WRITTEN INSTRUCTION A:
Retype the passage of the review of the radio drama that begins with the words containing "Saturday, 24 February" and ends with "also in Louth.", keeping every word and mark unchanged.

Saturday, 24 February 2024

Media pressure for Ireland to ditch its neutrality?

 


Beating the Battle Drums

 

On St. Bartholomew’s Day the BBC broadcast a radio drama under the title A Dog in the Fight, written by Hugh Costello and produced by Eoin O’Callaghan (Big Fish Media). Perhaps a reader in Ireland could tell us whether it has also appeared on RTÉ; but even if it has not it will have been available to analogue listeners in the eastern counties and to all listeners anywhere in Ulster and also in Louth.

 

            Like many of Mr. O’Callaghan’s productions it had an informative and cleverly written script replete with political ambiguity concerning the subject at issue such that it would be entirely possible for either the writer or the production company to deny having taken any position on the relevant questions.  Nevertheless drama is drama, and the veil of fiction does not so much conceal as reduce that which it covers to outlines and contrasts.  The position promoted was, of course, that taken by the character presented as the most reasonable and likeable, i.e. in this case the wife.

 

            The story concerns a Dublin couple who had moved to the country to give their troubled marriage a fresh start.  A Russian drone is shot down in their garden; and a civil servant comes to collect it, claims that they are obliged to keep the matter secret, and offers to make the wife’s temporary teaching job permanent in return for their co-operation.  Enter next a neutrality campaigner seeking evidence of the drone’s existence.  He explains that only Official Secrets Act signatories are bound by its provisions; and also that Ireland is no longer genuinely neutral but is in a ‘Partnership for Peace’ with NATO, making its skies open to NATO aircraft.  The husband agrees to appear in an internet video on the subject.  This brings the civil servant back to tell them that the campaigner is an extreme nationalist responsible for a racist attack upon a direct provision hostel.  This, incidentally, is far from plausible.  While some ethno-cutural nationalists do prize neutrality, they seldom campaign actively on the issue; neutrality campaigners are generally pacifists using the subject to combat militarism without reference to Irish national identity.  The wife feels obliged to support her husband publicly while urging him to break with the campaigner.  Her character emerges as one calculated to appeal to an educated, urban audience with liberal modern mores.  The husband, on the other hand, for all that they had come from the city, soon degenerates into something of a rustic stereotype, enjoying manual labour and talking about neutrality as a key element of national identity.  The play culminates in the wife’s declaring her sympathies with the Ukrainians whose children she teaches, and claiming that as Ireland is entirely bound up with the fortunes of the western world (NATO and the EU) it is not and should not pretend to be neutral but should, in effect, go all in with its allies.

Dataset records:
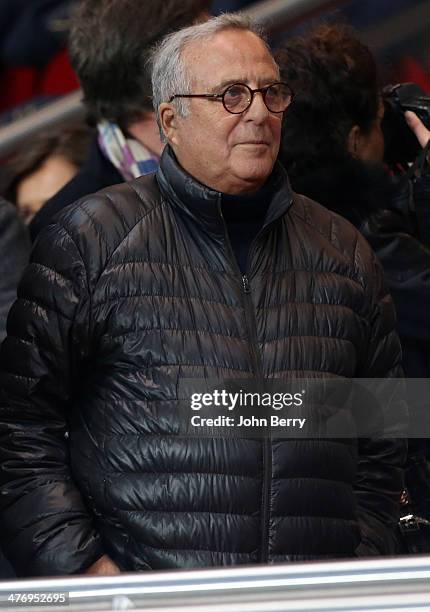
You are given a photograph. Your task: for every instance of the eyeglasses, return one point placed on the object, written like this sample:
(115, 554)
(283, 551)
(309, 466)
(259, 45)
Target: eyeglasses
(237, 98)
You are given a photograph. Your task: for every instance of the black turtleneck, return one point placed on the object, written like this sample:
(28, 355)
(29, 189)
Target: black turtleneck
(244, 217)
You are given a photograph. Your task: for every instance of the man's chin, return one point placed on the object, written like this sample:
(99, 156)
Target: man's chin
(258, 171)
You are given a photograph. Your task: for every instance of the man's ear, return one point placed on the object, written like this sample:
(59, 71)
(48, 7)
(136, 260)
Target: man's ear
(353, 141)
(169, 121)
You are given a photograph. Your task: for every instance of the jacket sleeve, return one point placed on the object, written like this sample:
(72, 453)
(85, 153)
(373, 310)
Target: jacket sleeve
(46, 528)
(381, 458)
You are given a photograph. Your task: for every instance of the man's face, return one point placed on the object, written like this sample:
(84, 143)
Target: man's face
(229, 153)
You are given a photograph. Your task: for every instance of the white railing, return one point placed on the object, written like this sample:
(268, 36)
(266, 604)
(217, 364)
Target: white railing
(401, 584)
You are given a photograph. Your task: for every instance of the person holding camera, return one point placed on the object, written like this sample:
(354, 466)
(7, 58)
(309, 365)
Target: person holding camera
(333, 148)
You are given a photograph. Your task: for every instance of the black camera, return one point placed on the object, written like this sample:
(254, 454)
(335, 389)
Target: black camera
(401, 145)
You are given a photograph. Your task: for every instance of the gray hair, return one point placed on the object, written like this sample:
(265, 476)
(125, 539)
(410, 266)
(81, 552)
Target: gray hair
(170, 76)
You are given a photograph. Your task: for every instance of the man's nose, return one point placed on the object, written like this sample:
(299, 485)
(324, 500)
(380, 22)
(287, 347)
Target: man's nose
(258, 110)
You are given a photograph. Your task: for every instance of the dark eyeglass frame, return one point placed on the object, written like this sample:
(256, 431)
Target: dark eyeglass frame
(262, 90)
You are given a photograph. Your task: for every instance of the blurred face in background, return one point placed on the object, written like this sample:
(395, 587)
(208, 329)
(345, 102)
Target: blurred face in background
(368, 146)
(39, 186)
(231, 153)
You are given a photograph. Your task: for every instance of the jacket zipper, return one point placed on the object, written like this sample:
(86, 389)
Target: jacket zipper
(258, 369)
(267, 444)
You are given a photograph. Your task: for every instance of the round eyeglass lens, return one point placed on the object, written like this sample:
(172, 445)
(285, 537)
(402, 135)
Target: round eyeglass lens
(237, 98)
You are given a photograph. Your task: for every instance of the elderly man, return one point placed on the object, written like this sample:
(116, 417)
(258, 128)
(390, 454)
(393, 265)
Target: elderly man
(150, 283)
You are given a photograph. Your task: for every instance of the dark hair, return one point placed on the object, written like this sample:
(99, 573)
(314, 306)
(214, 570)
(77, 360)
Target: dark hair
(110, 44)
(334, 77)
(69, 141)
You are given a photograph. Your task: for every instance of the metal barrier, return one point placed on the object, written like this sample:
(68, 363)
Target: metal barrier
(274, 13)
(401, 584)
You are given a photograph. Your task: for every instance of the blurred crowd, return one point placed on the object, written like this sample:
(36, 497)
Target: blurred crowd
(332, 146)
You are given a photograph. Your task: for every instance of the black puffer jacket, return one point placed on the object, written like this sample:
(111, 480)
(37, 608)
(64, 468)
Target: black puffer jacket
(135, 289)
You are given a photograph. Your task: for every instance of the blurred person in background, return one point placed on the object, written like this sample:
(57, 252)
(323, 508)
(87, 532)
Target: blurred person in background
(333, 149)
(43, 166)
(110, 43)
(14, 253)
(209, 268)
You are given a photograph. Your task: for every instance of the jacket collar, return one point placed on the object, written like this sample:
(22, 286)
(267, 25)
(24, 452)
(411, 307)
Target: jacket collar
(204, 204)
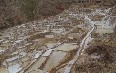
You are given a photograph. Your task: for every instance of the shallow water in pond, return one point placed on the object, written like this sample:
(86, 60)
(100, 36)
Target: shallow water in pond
(54, 60)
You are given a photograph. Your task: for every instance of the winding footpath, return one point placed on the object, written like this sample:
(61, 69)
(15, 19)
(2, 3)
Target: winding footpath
(84, 42)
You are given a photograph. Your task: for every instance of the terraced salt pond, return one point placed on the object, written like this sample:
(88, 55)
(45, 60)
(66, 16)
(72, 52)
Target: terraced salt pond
(3, 70)
(54, 60)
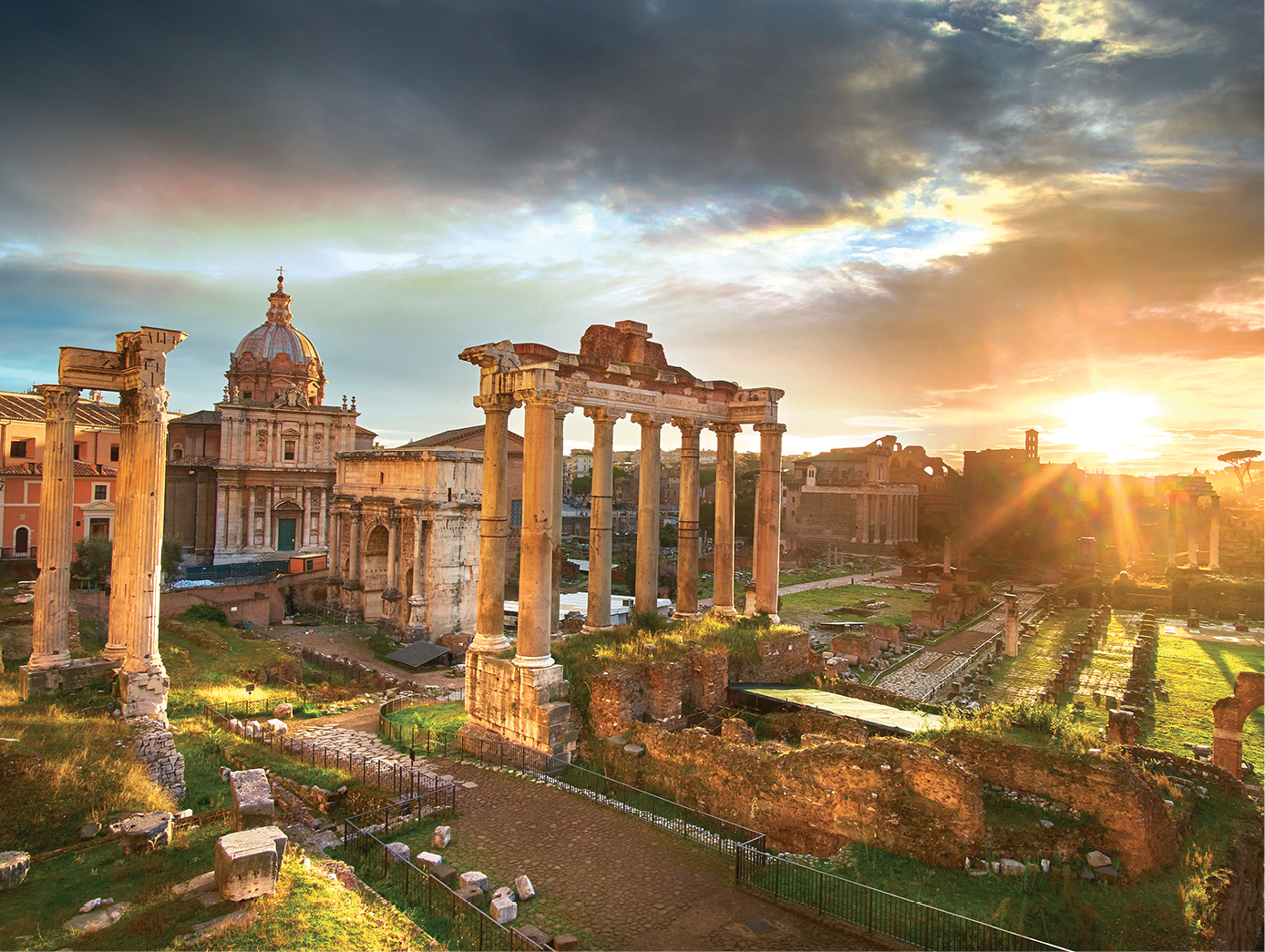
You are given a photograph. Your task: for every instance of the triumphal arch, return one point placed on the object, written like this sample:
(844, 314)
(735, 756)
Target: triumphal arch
(618, 372)
(137, 371)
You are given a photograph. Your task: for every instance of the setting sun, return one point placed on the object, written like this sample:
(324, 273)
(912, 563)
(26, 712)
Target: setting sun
(1112, 424)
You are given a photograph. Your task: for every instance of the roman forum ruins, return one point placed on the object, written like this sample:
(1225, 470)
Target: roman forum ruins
(137, 371)
(618, 372)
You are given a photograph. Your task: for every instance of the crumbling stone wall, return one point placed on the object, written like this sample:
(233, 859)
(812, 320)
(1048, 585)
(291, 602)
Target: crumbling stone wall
(889, 793)
(156, 747)
(1124, 799)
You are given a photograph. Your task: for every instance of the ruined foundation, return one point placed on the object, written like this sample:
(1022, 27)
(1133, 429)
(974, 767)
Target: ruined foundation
(524, 706)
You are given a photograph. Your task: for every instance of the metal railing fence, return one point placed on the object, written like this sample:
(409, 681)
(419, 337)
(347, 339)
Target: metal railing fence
(873, 909)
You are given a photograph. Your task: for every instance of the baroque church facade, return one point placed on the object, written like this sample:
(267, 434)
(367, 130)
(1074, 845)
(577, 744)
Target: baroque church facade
(253, 478)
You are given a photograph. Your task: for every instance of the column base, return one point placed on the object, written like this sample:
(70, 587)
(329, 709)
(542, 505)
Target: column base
(144, 691)
(524, 706)
(535, 661)
(491, 644)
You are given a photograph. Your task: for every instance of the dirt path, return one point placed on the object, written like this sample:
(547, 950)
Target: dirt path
(622, 881)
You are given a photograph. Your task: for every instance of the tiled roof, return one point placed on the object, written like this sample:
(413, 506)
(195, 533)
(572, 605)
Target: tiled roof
(29, 407)
(38, 469)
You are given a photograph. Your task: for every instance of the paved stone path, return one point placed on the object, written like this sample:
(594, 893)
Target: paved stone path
(597, 870)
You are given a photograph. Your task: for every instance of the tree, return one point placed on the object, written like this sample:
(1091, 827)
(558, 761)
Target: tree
(1241, 462)
(93, 559)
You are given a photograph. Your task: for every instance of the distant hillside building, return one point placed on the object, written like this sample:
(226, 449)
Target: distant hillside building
(848, 499)
(252, 481)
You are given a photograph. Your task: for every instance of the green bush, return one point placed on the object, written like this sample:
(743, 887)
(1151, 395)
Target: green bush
(202, 612)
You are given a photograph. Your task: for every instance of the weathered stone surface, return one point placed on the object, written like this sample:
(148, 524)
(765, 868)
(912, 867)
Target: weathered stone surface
(146, 832)
(13, 869)
(252, 799)
(447, 875)
(504, 909)
(247, 863)
(98, 919)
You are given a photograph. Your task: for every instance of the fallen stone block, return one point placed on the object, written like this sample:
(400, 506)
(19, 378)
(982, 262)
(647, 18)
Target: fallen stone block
(247, 863)
(447, 875)
(146, 832)
(252, 799)
(505, 909)
(534, 936)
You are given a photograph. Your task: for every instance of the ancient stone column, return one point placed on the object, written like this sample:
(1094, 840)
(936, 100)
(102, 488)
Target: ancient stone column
(126, 502)
(353, 587)
(561, 411)
(391, 596)
(417, 599)
(723, 551)
(1173, 528)
(687, 521)
(1013, 626)
(535, 567)
(1193, 531)
(648, 515)
(494, 525)
(768, 520)
(599, 616)
(1215, 534)
(137, 568)
(49, 632)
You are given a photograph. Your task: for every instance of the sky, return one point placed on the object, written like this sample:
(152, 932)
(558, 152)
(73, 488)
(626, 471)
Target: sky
(948, 221)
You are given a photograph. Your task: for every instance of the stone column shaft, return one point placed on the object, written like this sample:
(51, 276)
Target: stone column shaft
(768, 520)
(648, 515)
(535, 567)
(687, 521)
(494, 527)
(1193, 531)
(51, 609)
(599, 616)
(723, 551)
(1215, 534)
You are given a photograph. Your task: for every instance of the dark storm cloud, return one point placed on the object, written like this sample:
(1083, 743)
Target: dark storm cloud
(792, 107)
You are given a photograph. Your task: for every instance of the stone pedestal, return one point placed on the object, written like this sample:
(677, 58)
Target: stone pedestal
(248, 863)
(524, 706)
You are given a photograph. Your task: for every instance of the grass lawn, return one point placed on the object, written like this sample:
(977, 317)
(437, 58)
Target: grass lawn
(815, 605)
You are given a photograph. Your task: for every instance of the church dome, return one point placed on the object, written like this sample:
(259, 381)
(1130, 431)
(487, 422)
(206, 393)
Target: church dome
(276, 358)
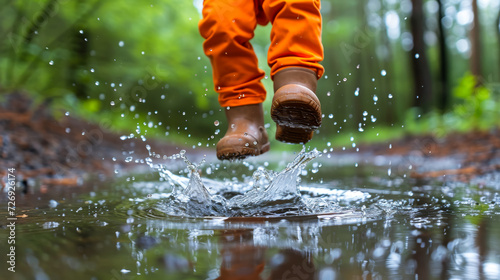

WRITTEN INSTRUCTION B:
Echo word for word the lines of the records from the line containing "of the triumphal" through the line containing "(1112, 424)", including both of those lines, and nothing else.

RESPONSE A:
Saturday, 24 February 2024

Media pressure for Ireland to ditch its neutrality?

 


Beating the Battle Drums

 

On St. Bartholomew’s Day the BBC broadcast a radio drama under the title A Dog in the Fight, written by Hugh Costello and produced by Eoin O’Callaghan (Big Fish Media). Perhaps a reader in Ireland could tell us whether it has also appeared on RTÉ; but even if it has not it will have been available to analogue listeners in the eastern counties and to all listeners anywhere in Ulster and also in Louth.

RESPONSE B:
You are given a photograph. Your task: for every instance of the triumphal arch, return one point placed on the object, written like this sample:
(844, 314)
(735, 756)
Target: triumphal arch
(618, 372)
(137, 371)
You are given a photograph. Your task: for every instance of the setting sun, return one point placed on the object, written like this sample:
(324, 273)
(912, 563)
(26, 712)
Target: setting sun
(1112, 424)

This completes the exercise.